▸ TASK DETAILS
Copy down the passage of the LCD display datasheet text below exactly, starting with "This block also" and going on through "the LCDPWR pin.".

▸ PAGE TEXT

_____

Datasheet
SAM9G45 [DATASHEET]
Atmel-6438O-ATARM-SAM9G45-Datasheet_08-Dec-15
1108
44.6.2.9 Display
This block is used to configure the polarity of the data and control signals. The polarity of all clock signals can be
configured by LCDCON2[12:8] register setting.
This block also generates the lcd_pwr signal internally used to control the state of the LCD pins and to turn on and
off by software the LCD module.
It is also available on the LCDPWR pin.
This signal is controlled by the PWRCON register and respects the number of frames configured in the
GUARD_TIME field of PWRCON register (PWRCON[7:1]) between the write access to LCD_PWR field
(PWRCON[0]) and the activation/deactivation of lcd_pwr signal.
The minimum value for the GUARD_TIME field is one frame. This gives the DMA Controller enough time to fill the
FIFOs before the start of data transfer to the LCD.

_____

▸ PROVIDED DATA

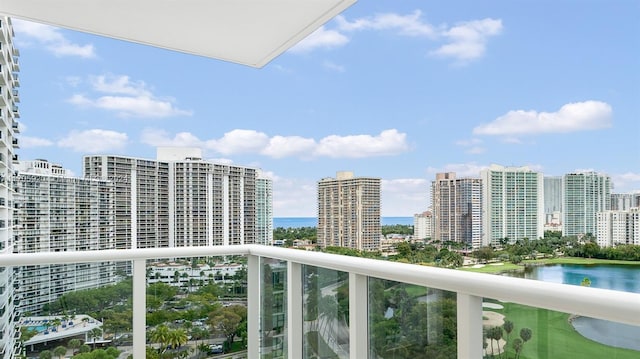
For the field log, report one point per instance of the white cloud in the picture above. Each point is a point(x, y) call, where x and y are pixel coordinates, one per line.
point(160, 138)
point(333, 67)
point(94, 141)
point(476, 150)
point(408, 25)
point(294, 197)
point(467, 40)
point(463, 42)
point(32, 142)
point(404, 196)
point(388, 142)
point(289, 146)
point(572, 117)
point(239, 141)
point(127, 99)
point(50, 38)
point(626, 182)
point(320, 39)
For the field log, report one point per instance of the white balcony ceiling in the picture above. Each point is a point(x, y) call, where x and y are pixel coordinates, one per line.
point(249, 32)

_____

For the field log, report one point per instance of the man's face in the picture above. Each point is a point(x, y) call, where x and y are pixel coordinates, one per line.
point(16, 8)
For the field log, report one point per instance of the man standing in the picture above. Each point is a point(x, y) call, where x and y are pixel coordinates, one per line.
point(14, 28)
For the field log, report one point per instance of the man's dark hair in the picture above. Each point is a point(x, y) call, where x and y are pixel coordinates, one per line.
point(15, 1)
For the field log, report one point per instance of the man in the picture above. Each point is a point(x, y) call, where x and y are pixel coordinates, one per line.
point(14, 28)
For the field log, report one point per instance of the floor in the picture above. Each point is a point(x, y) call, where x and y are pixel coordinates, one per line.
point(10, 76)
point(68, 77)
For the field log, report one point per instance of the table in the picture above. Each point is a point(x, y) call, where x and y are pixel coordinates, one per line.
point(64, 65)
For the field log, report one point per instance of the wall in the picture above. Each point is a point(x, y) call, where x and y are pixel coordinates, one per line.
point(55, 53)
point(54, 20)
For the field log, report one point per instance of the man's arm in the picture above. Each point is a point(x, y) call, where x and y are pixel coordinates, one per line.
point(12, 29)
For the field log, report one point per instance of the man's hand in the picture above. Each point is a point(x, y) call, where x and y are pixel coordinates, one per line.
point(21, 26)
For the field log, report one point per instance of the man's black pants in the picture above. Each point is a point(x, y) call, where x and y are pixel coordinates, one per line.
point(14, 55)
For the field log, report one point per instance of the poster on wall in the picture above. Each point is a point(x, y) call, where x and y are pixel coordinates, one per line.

_____

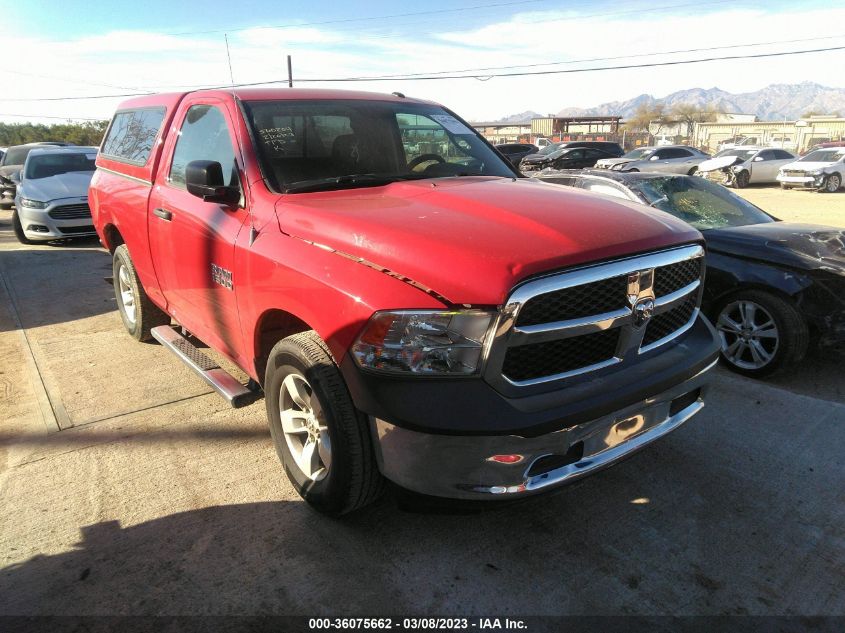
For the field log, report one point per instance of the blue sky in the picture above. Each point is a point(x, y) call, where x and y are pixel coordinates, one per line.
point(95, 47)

_____

▸ WRITTEN REPLY
This block also generates the lcd_pwr signal internally used to control the state of the LCD pins and to turn on and
off by software the LCD module.
It is also available on the LCDPWR pin.